(Beginning of Data for review)

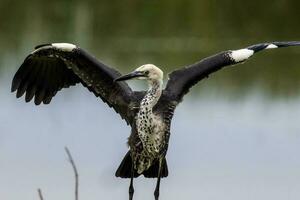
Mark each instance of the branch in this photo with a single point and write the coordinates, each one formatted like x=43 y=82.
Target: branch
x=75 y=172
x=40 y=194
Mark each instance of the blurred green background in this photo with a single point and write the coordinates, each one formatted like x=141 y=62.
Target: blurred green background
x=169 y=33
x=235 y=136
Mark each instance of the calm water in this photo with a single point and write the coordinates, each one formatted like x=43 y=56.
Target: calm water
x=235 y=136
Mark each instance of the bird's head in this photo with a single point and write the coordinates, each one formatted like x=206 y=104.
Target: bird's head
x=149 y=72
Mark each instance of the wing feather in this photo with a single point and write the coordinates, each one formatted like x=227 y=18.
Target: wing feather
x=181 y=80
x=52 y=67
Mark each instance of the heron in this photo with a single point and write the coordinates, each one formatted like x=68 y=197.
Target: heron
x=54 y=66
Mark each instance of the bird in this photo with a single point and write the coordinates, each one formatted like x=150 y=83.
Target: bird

(End of Data for review)
(Beginning of Data for review)

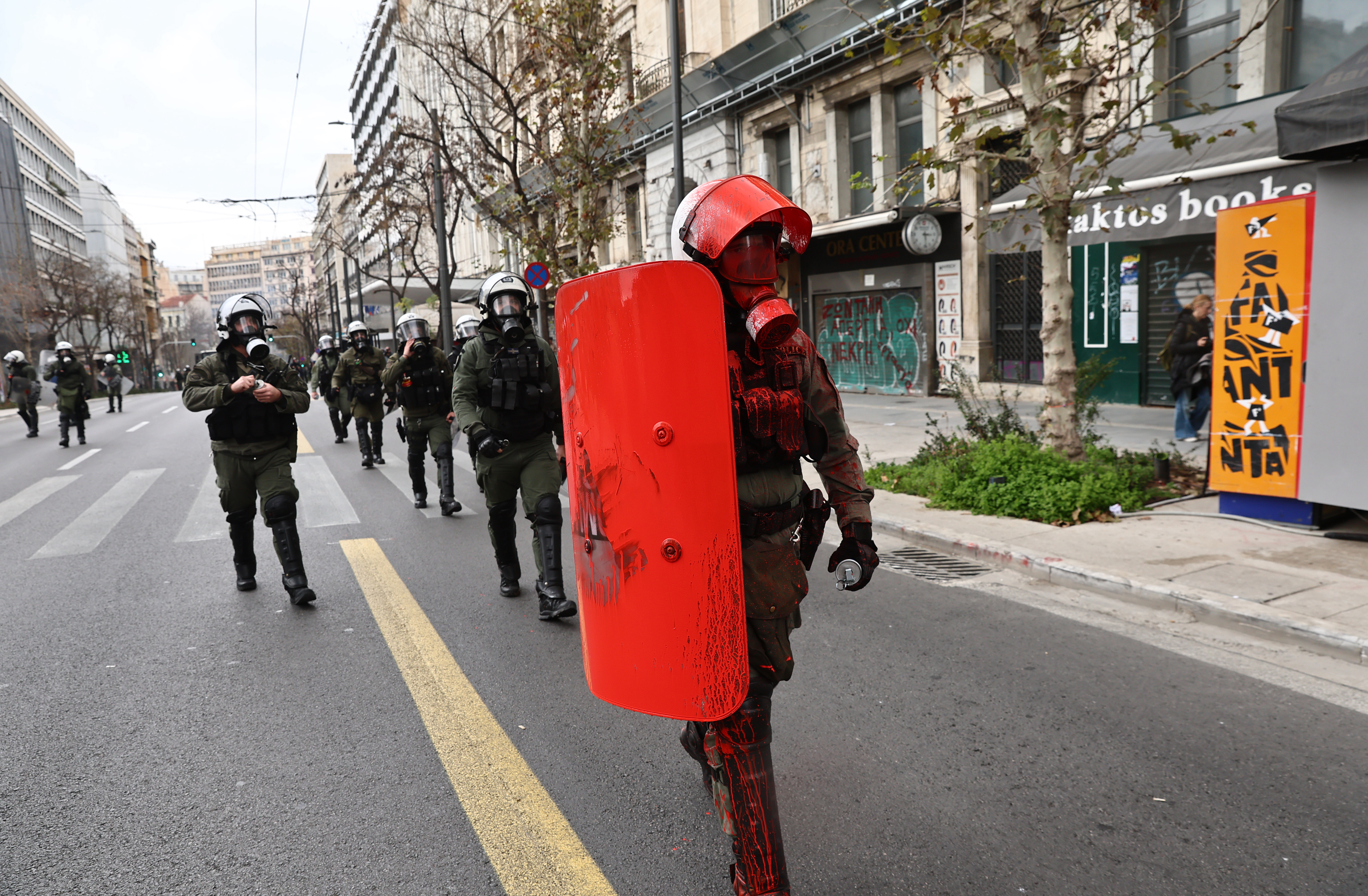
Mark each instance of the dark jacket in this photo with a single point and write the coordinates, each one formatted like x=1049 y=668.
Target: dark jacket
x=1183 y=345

(End of Data for review)
(Beginning of Data for review)

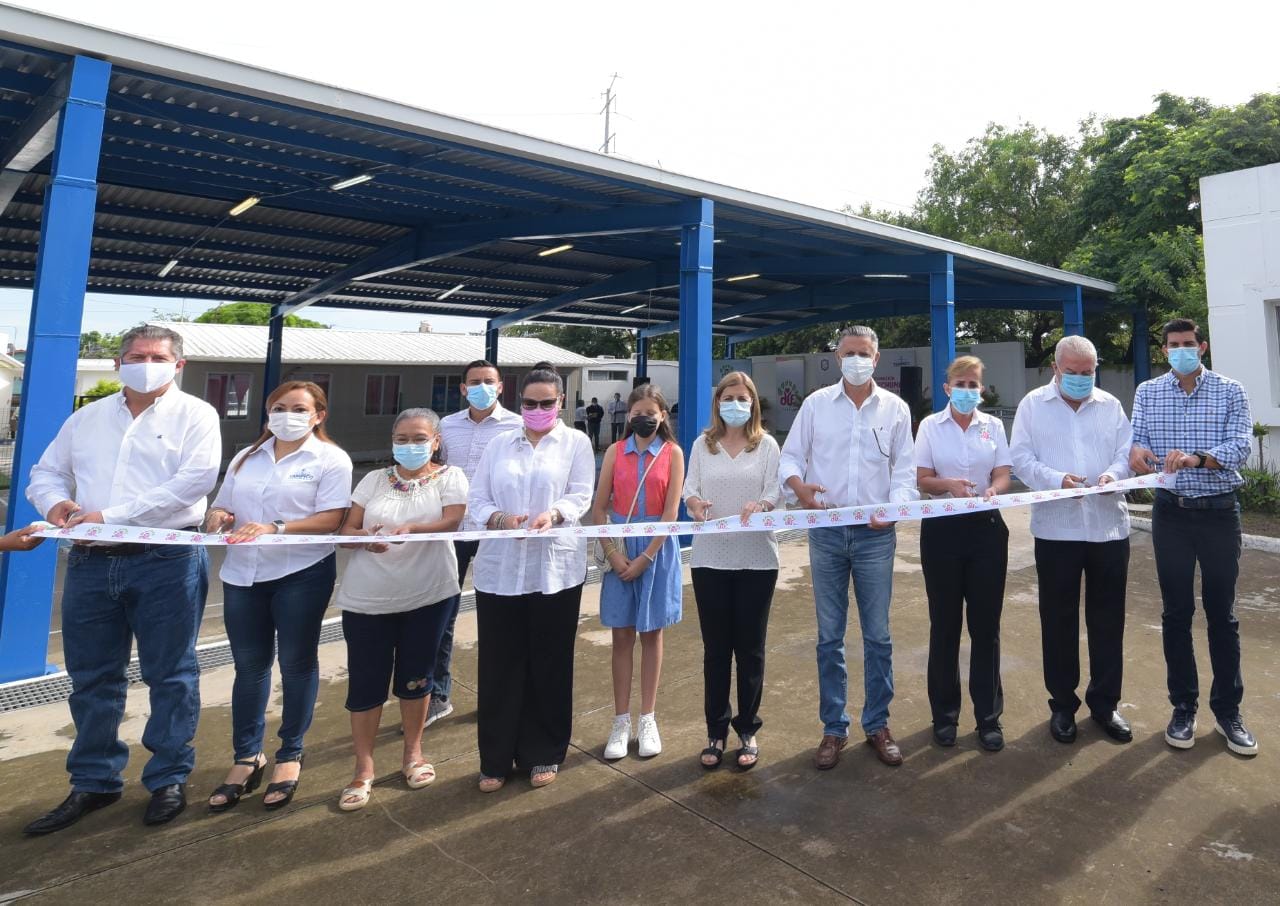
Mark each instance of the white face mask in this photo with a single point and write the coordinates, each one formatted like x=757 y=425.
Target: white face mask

(End of Data for review)

Brief:
Count the lines of the data above where the string "face" shows up; reply with the number only.

Written reply:
2